*Requisitos do exercício:*
a – Atualize o trecho começando em "Disputas por Territórios, Disputas" e indo até "Estudos Ambientais (CEA)", e troque "minerador" por "empreendedor".
b – Diga se cada afirmação concorda com o trecho. Responda sim ou não e cite as palavras exatas do trecho que decidem. (i) A preocupação com a defesa do ambiente aparece no artigo 225 da Constituição Federal. (ii) Os EPIAs e RIMAs atestam um único aspecto dos problemas ambientais. (iii) Para Henry Acselrad, a noção de sustentabilidade está ligada a uma só representação.

Disputas por Territórios, Disputas por Sustentabilidade


Parte do documento apresentando pelo minerador, em reunião do COMDEMA, de Rio Grande/RS.
Parte do documento apresentando pelo minerador, em reunião do COMDEMA, de Rio Grande/RS.
Maicon Bravo, do Centro de Estudos Ambientais (CEA)
            A atual crise socioambiental passou a imprimir um padrão de relevância por questões ecológicas em variadas obras e atividades, efetivas ou potencialmente poluidoras, por diversas regiões e biomas do país. A elaboração de Estudos Prévios de Impacto Ambiental (EPIAs) e Relatórios de Impacto Ambiental (RIMAs) atestam múltiplas facetas dos problemas e conflitos ambientais que desafiam os governos federal, estaduais e municipais.
            Tendo por finalidade a defesa do ambiente, esta preocupação e relevância – expressadas na Constituição Federal, em seu artigo 225 – acaba por remeter, ultimamente, ao conceito de sustentabilidade. Presente no jargão ambiental como uma alternativa ecológica aodesenvolvimento sustentável[1], o termo passa a compor o quadro terminológico em disputa em tempos de crise socioambiental, sofrendo apropriações e manipulações a fim de traçar legitimidade sobre quais ações seriam ou não sustentáveis.
            Henry Acselrad[2] destaca que “[…] distintas representações e valores vêm sendo associados à noção de sustentabilidade: são discursos em disputa pela expressão que se pretende a mais legítima. Pois a sustentabilidade é uma noção a que se pode recorrer para tornar objetivas diferentes representações e ideias”.

*Trechos de dados:*
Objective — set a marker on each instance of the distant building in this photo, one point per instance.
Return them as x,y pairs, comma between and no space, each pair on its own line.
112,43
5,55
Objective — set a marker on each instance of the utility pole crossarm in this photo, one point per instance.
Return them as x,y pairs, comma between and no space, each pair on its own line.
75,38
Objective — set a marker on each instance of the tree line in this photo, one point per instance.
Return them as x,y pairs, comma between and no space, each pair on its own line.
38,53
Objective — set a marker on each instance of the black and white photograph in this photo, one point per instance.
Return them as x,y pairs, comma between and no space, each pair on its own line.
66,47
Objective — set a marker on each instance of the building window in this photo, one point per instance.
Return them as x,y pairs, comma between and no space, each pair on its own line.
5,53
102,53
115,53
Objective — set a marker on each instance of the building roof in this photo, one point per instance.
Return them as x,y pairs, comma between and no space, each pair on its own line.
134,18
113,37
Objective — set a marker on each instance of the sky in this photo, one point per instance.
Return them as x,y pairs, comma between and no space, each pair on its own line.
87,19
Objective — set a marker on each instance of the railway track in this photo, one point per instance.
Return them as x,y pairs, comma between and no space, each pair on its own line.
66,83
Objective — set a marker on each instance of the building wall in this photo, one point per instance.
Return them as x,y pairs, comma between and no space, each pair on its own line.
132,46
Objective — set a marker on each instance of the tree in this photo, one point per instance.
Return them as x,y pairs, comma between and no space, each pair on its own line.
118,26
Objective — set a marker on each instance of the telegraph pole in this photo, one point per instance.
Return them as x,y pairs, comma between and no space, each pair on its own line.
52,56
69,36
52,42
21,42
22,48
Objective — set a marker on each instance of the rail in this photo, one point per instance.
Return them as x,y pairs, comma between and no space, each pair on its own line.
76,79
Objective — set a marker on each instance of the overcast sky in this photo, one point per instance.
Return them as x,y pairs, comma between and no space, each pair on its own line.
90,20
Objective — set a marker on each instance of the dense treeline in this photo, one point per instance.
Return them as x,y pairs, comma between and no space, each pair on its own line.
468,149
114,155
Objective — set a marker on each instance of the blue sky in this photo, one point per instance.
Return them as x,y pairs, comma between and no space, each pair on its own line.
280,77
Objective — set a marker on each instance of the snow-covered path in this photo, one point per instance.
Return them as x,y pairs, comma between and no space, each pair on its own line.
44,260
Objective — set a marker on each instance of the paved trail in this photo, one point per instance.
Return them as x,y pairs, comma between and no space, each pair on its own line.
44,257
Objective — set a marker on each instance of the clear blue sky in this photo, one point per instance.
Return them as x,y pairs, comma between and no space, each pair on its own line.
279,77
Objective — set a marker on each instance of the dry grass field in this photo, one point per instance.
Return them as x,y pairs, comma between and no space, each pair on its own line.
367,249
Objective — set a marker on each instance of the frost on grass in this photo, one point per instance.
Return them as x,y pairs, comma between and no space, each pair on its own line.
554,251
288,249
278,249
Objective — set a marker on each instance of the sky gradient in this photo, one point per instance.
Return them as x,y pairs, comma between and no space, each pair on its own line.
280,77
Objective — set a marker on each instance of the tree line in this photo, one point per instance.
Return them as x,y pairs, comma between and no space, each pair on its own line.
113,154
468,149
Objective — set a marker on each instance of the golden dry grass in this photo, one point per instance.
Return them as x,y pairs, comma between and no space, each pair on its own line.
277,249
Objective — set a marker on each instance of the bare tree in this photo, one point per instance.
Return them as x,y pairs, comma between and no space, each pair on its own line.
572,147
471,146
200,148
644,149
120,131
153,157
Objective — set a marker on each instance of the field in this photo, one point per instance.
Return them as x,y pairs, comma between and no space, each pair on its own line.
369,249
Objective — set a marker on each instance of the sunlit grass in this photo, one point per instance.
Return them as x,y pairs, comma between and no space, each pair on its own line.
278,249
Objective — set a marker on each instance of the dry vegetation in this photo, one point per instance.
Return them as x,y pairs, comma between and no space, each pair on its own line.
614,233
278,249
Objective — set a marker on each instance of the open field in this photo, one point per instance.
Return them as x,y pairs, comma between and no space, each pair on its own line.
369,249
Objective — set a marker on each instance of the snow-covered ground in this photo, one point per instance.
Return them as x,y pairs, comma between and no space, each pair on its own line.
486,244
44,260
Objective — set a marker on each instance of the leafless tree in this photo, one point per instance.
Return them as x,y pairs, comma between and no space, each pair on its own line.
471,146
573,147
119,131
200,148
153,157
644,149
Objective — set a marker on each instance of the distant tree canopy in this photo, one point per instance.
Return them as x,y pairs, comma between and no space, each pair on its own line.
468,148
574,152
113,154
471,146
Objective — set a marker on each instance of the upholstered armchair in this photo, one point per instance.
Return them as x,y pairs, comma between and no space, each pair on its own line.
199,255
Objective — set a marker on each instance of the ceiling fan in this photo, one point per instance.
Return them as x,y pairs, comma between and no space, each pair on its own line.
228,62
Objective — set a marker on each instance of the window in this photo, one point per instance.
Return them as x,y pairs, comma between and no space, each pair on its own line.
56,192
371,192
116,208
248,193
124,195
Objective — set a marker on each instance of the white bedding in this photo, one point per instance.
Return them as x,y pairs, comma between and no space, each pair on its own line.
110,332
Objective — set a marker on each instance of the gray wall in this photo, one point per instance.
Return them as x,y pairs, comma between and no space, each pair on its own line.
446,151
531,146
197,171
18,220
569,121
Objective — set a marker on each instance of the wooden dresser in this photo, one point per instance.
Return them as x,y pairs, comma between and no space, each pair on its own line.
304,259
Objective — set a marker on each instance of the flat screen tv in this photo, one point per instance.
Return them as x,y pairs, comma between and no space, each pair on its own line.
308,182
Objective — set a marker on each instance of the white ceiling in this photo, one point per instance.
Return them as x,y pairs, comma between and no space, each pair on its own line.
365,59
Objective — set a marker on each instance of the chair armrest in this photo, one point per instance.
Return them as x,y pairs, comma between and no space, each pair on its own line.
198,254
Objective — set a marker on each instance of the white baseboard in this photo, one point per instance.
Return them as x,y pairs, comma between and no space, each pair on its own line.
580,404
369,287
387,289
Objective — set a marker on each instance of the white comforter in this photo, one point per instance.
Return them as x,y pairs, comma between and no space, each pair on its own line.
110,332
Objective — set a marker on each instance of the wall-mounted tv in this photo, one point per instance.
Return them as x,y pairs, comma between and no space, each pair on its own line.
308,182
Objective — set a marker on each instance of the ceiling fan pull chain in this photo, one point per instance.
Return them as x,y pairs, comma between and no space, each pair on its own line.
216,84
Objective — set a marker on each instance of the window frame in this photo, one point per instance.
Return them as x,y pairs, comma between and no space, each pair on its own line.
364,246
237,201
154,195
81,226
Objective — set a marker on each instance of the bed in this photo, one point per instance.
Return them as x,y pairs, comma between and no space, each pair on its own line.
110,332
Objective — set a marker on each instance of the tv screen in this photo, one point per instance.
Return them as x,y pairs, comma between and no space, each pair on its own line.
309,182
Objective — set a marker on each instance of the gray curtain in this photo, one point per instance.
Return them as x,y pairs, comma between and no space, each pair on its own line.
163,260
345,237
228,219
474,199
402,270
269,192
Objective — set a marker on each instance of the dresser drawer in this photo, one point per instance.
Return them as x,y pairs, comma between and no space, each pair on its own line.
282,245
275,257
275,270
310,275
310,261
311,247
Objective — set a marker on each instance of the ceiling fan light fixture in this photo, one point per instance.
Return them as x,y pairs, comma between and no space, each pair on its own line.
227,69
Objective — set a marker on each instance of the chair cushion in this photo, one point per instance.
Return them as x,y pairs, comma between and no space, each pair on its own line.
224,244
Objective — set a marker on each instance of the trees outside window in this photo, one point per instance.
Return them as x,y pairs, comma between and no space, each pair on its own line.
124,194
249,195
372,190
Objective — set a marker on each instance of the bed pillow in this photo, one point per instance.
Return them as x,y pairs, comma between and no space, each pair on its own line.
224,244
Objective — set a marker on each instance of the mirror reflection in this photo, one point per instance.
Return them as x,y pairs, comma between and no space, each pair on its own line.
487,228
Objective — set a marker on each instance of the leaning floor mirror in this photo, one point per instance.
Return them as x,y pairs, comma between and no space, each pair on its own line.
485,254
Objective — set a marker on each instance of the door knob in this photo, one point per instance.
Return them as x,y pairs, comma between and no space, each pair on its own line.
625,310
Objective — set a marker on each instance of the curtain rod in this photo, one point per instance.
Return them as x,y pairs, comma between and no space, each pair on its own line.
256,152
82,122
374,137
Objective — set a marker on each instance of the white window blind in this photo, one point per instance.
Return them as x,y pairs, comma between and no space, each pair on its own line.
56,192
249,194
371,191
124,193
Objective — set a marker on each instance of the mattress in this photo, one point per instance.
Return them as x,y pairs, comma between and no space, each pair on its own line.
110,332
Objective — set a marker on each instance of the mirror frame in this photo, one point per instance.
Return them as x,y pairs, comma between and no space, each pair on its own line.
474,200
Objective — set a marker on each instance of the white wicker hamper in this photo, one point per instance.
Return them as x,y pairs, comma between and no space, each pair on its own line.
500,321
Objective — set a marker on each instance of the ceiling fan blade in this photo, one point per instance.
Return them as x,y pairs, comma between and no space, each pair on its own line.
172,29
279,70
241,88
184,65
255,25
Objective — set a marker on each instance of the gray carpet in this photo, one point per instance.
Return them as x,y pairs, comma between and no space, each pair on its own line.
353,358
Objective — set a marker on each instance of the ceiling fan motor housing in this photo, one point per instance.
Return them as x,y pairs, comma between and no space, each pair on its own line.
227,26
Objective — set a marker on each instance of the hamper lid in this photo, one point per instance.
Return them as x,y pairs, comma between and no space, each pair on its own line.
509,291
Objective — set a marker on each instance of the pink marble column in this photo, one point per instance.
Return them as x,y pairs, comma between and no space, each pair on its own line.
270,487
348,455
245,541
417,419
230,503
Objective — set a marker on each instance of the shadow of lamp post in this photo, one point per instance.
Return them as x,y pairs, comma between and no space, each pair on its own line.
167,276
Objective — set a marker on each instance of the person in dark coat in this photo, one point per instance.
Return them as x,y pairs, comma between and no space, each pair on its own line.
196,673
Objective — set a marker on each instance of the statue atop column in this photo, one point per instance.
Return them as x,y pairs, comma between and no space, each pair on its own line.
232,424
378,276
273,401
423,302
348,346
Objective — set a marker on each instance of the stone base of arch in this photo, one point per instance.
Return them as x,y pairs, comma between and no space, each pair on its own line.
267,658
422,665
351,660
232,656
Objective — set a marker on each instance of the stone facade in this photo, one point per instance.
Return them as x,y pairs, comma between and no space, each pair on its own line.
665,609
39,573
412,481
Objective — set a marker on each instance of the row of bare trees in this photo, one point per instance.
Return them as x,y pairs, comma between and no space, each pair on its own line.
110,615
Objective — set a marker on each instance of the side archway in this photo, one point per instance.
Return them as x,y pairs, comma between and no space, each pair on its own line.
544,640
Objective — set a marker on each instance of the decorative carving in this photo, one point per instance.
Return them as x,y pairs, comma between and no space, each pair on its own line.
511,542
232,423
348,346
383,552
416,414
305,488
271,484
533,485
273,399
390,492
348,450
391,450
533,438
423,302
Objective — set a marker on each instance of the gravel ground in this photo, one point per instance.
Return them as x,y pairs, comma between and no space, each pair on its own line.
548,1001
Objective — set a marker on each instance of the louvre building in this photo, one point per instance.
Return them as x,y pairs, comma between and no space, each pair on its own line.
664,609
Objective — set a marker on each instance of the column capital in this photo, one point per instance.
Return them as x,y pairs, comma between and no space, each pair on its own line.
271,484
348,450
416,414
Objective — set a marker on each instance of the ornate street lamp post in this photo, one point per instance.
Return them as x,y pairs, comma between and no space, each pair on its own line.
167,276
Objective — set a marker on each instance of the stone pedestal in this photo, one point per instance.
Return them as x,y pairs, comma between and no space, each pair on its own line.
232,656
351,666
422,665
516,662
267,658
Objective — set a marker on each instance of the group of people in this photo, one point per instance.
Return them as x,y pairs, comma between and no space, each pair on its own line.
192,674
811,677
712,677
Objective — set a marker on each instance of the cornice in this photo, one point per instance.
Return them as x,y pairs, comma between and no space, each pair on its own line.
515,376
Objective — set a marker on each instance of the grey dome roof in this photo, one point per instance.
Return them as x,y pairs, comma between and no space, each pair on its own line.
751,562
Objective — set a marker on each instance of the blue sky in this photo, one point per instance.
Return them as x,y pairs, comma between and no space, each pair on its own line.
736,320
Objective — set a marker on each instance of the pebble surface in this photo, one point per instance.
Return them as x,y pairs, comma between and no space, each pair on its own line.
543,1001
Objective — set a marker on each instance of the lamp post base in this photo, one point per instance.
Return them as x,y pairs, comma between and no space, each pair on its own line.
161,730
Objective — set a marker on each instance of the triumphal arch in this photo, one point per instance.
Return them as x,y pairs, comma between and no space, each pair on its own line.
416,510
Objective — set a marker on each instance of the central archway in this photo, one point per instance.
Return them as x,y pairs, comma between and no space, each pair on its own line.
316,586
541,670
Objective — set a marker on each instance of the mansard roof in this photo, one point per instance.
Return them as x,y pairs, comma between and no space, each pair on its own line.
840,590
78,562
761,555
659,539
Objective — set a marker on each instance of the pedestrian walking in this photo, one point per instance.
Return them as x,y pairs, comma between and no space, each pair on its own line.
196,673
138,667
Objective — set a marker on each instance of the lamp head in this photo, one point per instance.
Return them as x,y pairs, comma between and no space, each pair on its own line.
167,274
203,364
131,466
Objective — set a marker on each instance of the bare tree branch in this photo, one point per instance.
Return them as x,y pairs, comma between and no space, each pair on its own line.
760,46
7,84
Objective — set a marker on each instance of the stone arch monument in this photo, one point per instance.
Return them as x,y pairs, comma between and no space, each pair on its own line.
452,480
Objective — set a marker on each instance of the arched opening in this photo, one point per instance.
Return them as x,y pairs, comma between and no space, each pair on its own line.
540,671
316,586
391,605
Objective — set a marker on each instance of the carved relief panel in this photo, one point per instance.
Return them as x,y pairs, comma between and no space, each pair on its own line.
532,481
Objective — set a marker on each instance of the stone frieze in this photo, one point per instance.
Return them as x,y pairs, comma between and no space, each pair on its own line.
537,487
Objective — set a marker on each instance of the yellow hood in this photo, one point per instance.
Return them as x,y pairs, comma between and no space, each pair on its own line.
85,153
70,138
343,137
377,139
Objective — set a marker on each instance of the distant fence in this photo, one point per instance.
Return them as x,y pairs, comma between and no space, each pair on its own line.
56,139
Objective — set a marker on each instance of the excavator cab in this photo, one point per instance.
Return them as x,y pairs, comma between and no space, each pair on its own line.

*Os resultados:*
a –
Disputas por Territórios, Disputas por Sustentabilidade


Parte do documento apresentando pelo empreendedor, em reunião do COMDEMA, de Rio Grande/RS.
Parte do documento apresentando pelo empreendedor, em reunião do COMDEMA, de Rio Grande/RS.
Maicon Bravo, do Centro de Estudos Ambientais (CEA)

b –
(i) Sim: "expressadas na Constituição Federal, em seu artigo 225".
(ii) Não: "atestam múltiplas facetas dos problemas e conflitos ambientais".
(iii) Não: "distintas representações e valores vêm sendo associados à noção de sustentabilidade".